● **Page text**:
______________________________
As we all aware that the Public Provident Fund (PPF) is considered as most important and safe amongst all tax saving investments schemes. This scheme is falls under the EEE category i.e Exempt, Exempt and Exempt which actually means if you invest in it, you will get a deduction u/s 80C on your income. Further, the interest you earn on it alongwith its maturity proceeds will be tax-free in the hand of investor.
Hence after looking into the importance and popularity of PPF scheme I have covered here 6 most important things related to Public Provident Fund (PPF) which you should aware of which includes How to open a PPF account under Public Provident Fund (PPF), No of accounts that can be open under Public Provident Fund (PPF), Deposit under Public Provident Fund (PPF), Forget to invest one whole year under Public Provident Fund (PPF), Manner of interest calculation under Public Provident Fund (PPF) and Premature closure of account under Public Provident Fund (PPF).
Step 1: Head over to your nearest State Bank of India branch, or a branch of any of State Bank’s subsidiaries. You can also open an account in select nationalized banks and the post office. Further, some private banks such as ICICI bank also offer you the facility to open a PPF account.
______________________________
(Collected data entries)

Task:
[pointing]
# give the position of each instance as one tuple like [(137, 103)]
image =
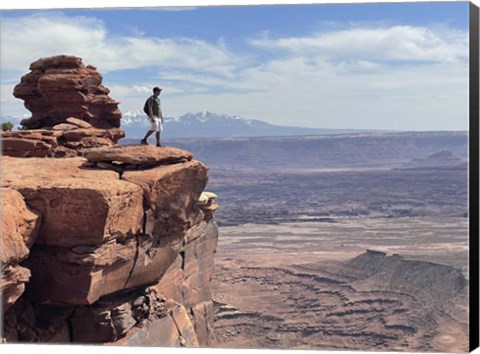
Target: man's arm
[(150, 109)]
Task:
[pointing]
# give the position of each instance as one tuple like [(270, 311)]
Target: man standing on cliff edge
[(153, 110)]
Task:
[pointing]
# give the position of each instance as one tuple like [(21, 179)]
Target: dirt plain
[(293, 271)]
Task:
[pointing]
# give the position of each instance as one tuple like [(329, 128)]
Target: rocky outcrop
[(57, 142), (60, 87), (19, 229), (71, 111), (124, 251)]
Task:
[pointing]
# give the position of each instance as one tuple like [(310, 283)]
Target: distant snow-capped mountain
[(208, 124)]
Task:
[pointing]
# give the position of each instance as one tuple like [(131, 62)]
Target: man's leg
[(150, 132)]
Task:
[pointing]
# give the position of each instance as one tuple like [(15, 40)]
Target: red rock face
[(123, 253), (61, 87), (20, 226)]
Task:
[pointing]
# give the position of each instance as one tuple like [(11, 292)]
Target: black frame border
[(474, 177)]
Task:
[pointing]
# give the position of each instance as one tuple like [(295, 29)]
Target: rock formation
[(110, 244), (60, 87), (118, 255)]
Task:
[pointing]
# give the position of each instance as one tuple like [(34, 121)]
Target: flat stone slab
[(144, 155)]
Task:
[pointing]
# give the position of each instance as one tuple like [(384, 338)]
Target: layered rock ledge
[(119, 245), (60, 87)]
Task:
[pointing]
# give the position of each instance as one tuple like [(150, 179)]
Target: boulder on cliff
[(60, 87), (123, 253), (20, 227)]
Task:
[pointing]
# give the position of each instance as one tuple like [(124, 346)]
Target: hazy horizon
[(387, 66)]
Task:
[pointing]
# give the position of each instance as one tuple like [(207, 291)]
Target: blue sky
[(374, 66)]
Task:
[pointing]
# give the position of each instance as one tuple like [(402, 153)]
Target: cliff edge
[(114, 246)]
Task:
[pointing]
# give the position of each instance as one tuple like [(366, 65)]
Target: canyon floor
[(301, 277)]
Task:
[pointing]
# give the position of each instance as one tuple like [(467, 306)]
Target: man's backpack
[(145, 106)]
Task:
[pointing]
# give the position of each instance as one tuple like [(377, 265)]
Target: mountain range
[(209, 125), (213, 125)]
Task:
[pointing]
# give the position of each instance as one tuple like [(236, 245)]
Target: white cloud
[(52, 34), (385, 43), (397, 77)]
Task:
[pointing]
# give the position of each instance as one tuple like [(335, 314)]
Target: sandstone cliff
[(62, 86), (112, 246)]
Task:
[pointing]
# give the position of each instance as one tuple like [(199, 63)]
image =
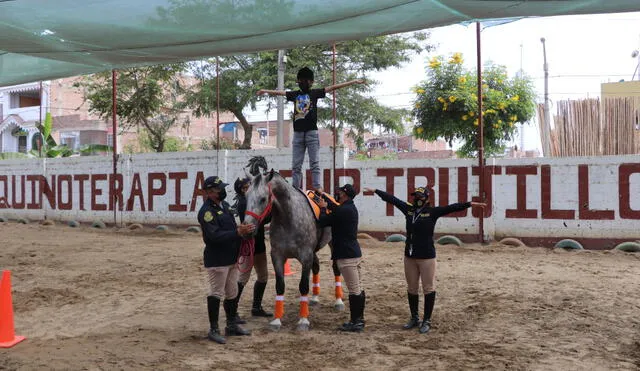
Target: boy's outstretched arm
[(271, 92), (331, 88)]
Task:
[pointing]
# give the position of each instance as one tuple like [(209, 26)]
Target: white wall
[(556, 190)]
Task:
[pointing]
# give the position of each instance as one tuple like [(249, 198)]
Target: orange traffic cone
[(8, 337), (287, 268)]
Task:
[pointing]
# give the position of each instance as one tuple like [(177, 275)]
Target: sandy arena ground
[(117, 299)]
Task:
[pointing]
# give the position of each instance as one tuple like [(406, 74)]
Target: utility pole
______________________________
● **Tasks for this exercise**:
[A] Answer these about the Public Provident Fund text:
(i) Under which category does the scheme fall?
(ii) How many important things about the scheme does the writer cover?
(iii) Which private bank is named as offering to open an account?
[B] Can you retype the stretch of the Public Provident Fund text from "Hence after looking" through "Provident Fund (PPF)."?

● **Solutions**:
[A]
(i) The EEE category (Exempt, Exempt and Exempt).
(ii) Six.
(iii) ICICI bank.

[B]
Hence after looking into the importance and popularity of PPF scheme I have covered here 6 most important things related to Public Provident Fund (PPF) which you should aware of which includes How to open a PPF account under Public Provident Fund (PPF), No of accounts that can be open under Public Provident Fund (PPF), Deposit under Public Provident Fund (PPF), Forget to invest one whole year under Public Provident Fund (PPF), Manner of interest calculation under Public Provident Fund (PPF) and Premature closure of account under Public Provident Fund (PPF).